Entries provided:
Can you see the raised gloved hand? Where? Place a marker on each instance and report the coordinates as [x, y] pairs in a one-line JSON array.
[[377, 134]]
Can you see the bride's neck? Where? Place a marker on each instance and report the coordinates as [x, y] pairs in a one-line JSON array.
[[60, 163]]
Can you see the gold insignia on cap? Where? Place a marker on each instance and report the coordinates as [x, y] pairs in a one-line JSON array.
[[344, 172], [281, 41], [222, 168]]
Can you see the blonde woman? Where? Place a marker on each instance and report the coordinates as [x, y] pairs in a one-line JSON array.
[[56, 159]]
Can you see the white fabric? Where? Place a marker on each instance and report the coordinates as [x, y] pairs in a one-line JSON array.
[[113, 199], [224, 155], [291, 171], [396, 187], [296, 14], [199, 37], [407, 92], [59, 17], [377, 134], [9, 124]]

Your task: The whole listing above is to be output exactly.

Exercise output:
Can you see the raised gloved hand? Where? Place a marker on each instance and report the coordinates as [x, y] pairs in a one-line JSON array.
[[377, 134]]
Can you see the bride's neck? Where? Place a marker on each instance and report the coordinates as [x, y] pairs in a one-line JSON array.
[[60, 163]]
Can you see the gold insignia on cap? Where? Place a marker on each instance and report the coordinates as [x, y] pairs in a one-line JSON array.
[[344, 172], [281, 41], [222, 168]]
Can you see the blonde woman? Where? Place a marker on each instance and report the coordinates as [x, y] pairs in a one-line JSON array.
[[56, 159]]
Can you see the white fabric? Where? Place a marker on each instance and report the coordinates as [x, y] pairs in a one-line JSON array.
[[113, 199], [224, 155], [291, 171], [396, 187], [296, 14], [199, 37], [407, 92], [59, 17], [377, 134], [9, 124]]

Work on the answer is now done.